TASK DETAILS:
Beginning with the line containing "Mark one point per instance of the black clutch" and ending with the last line of the entries below, copy each line exactly and nothing else.
_ _ _
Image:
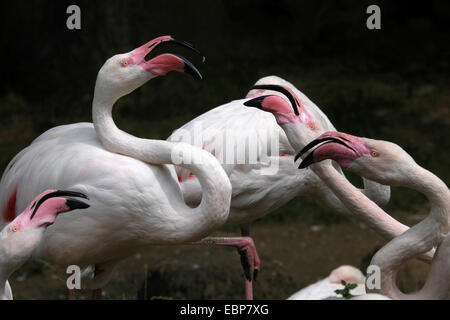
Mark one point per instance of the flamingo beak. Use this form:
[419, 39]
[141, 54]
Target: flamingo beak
[256, 102]
[272, 87]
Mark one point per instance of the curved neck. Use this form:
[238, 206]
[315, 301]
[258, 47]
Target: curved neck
[357, 203]
[214, 207]
[432, 231]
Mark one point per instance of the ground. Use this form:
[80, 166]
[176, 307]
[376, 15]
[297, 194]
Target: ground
[294, 253]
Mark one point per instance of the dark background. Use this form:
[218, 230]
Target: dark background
[390, 84]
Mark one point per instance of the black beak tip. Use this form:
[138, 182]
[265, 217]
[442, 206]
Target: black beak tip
[76, 204]
[189, 68]
[255, 102]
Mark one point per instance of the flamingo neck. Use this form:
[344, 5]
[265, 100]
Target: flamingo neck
[357, 203]
[214, 208]
[432, 231]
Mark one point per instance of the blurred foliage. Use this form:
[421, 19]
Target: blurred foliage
[387, 84]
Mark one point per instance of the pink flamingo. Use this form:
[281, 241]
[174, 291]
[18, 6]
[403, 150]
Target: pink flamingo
[22, 236]
[325, 288]
[388, 163]
[136, 199]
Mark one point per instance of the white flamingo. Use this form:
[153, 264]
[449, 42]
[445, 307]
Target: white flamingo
[388, 163]
[326, 287]
[20, 238]
[225, 128]
[136, 199]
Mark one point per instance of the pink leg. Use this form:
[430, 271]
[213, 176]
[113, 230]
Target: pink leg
[249, 257]
[72, 294]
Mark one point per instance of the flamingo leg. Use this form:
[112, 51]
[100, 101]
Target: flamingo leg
[249, 257]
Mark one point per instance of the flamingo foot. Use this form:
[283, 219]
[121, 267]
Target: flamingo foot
[72, 294]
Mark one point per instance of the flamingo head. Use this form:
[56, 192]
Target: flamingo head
[289, 112]
[21, 237]
[123, 73]
[376, 160]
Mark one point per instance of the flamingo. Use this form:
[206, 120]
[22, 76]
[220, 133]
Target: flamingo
[136, 199]
[256, 194]
[388, 163]
[376, 218]
[325, 288]
[21, 237]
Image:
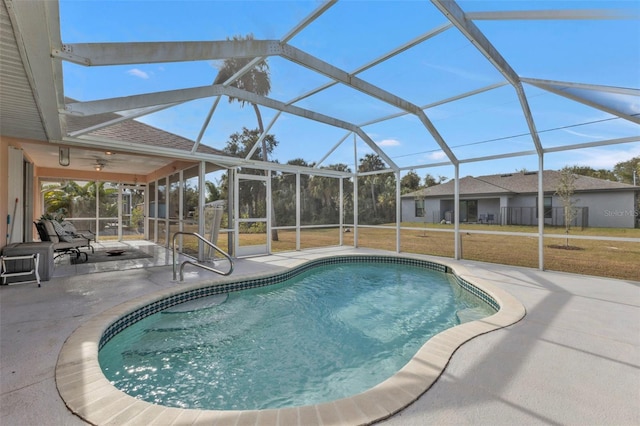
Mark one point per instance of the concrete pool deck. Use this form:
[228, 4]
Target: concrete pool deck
[574, 359]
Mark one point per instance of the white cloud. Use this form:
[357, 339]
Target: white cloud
[437, 155]
[389, 142]
[138, 73]
[598, 158]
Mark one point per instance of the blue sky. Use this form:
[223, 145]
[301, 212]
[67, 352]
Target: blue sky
[353, 33]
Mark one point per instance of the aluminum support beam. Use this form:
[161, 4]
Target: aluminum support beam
[315, 64]
[308, 20]
[37, 28]
[593, 144]
[546, 15]
[317, 165]
[455, 14]
[100, 54]
[262, 136]
[552, 87]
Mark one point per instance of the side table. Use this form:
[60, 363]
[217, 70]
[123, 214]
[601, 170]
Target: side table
[18, 268]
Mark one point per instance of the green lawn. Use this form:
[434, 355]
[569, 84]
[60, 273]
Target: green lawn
[614, 259]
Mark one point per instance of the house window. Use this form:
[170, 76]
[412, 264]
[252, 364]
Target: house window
[548, 210]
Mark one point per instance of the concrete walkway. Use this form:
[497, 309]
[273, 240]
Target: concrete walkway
[574, 359]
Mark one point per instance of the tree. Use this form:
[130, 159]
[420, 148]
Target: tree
[429, 180]
[213, 193]
[591, 172]
[257, 80]
[565, 189]
[409, 182]
[624, 171]
[369, 163]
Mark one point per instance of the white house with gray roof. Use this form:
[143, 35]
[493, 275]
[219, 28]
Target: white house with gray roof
[511, 199]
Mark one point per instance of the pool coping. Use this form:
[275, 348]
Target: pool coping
[88, 394]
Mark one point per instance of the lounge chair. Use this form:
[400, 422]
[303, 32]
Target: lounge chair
[63, 243]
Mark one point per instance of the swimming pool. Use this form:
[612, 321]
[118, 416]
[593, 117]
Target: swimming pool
[87, 392]
[328, 333]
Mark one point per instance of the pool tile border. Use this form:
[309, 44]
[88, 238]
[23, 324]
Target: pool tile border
[88, 394]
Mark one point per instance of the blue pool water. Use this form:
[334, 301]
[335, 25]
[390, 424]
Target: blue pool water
[328, 333]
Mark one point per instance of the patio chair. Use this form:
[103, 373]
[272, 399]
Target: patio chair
[62, 244]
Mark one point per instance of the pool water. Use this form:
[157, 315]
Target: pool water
[329, 333]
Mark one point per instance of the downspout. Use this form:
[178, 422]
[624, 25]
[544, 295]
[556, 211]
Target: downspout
[456, 212]
[398, 211]
[201, 201]
[540, 211]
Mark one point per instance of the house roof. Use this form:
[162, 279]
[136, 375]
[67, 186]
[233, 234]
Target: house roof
[134, 131]
[519, 183]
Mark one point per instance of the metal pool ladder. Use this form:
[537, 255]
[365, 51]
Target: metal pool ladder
[196, 263]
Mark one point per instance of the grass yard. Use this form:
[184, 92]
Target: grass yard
[613, 259]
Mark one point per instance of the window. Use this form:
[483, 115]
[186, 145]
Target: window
[548, 209]
[419, 208]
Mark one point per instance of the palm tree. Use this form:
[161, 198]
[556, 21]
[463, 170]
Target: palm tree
[258, 81]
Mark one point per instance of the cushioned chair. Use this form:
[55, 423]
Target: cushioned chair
[62, 244]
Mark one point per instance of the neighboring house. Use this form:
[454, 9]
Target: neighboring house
[511, 199]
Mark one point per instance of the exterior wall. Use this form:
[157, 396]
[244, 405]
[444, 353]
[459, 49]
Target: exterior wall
[489, 206]
[606, 209]
[408, 210]
[610, 209]
[4, 188]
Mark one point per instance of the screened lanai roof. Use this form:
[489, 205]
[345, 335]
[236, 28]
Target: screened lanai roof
[420, 83]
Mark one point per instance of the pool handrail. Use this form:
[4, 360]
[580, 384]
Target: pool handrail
[196, 263]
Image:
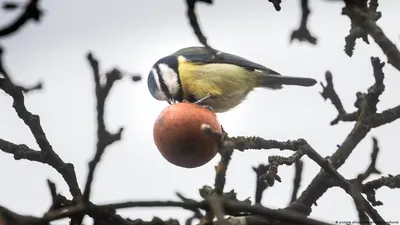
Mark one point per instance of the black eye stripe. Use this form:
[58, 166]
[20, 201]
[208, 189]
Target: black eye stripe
[164, 87]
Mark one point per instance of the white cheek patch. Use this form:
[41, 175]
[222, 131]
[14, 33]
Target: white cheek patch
[170, 78]
[159, 95]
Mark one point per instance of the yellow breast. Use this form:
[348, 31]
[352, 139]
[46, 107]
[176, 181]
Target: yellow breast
[215, 79]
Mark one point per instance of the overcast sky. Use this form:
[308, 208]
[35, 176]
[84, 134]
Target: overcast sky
[132, 35]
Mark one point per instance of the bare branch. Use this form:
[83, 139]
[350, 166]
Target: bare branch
[31, 12]
[47, 154]
[191, 5]
[365, 18]
[302, 33]
[372, 167]
[261, 184]
[367, 105]
[6, 75]
[297, 179]
[277, 4]
[228, 206]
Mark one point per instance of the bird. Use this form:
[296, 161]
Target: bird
[219, 82]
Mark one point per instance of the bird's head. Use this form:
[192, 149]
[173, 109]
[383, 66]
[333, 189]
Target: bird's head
[163, 80]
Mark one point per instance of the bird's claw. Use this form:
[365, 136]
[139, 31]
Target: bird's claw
[209, 108]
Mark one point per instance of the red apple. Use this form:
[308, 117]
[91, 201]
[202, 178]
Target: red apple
[178, 136]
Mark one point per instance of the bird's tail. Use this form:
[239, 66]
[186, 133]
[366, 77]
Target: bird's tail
[276, 81]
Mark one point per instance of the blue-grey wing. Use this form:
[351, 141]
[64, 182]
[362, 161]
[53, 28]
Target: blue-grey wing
[203, 56]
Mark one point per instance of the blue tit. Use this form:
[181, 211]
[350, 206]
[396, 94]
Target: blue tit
[195, 75]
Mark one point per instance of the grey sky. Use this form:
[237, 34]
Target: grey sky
[133, 35]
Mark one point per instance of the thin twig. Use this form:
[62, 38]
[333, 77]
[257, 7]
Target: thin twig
[302, 33]
[191, 5]
[47, 154]
[31, 12]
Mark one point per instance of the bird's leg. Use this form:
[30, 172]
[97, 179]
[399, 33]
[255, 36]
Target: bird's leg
[200, 101]
[209, 108]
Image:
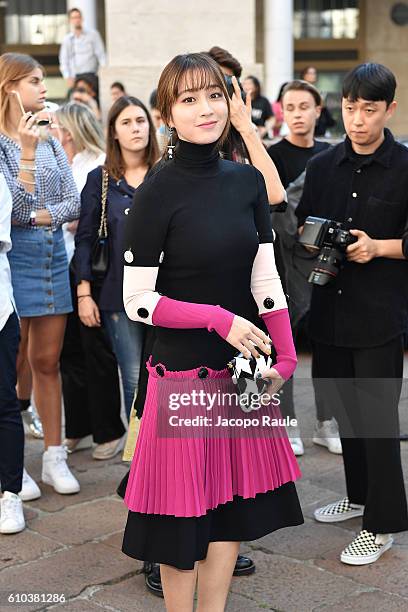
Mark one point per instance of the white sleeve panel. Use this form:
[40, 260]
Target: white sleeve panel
[266, 286]
[139, 295]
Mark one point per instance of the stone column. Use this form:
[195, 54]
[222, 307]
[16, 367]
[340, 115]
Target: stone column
[278, 45]
[88, 9]
[143, 36]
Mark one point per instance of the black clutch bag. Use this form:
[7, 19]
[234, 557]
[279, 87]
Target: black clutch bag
[247, 376]
[100, 249]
_ _ _
EXERCISE RESPONSE:
Mark one point per instance of the black clutch bag. Use this form:
[7, 19]
[234, 557]
[279, 87]
Target: black clutch bag
[247, 376]
[100, 249]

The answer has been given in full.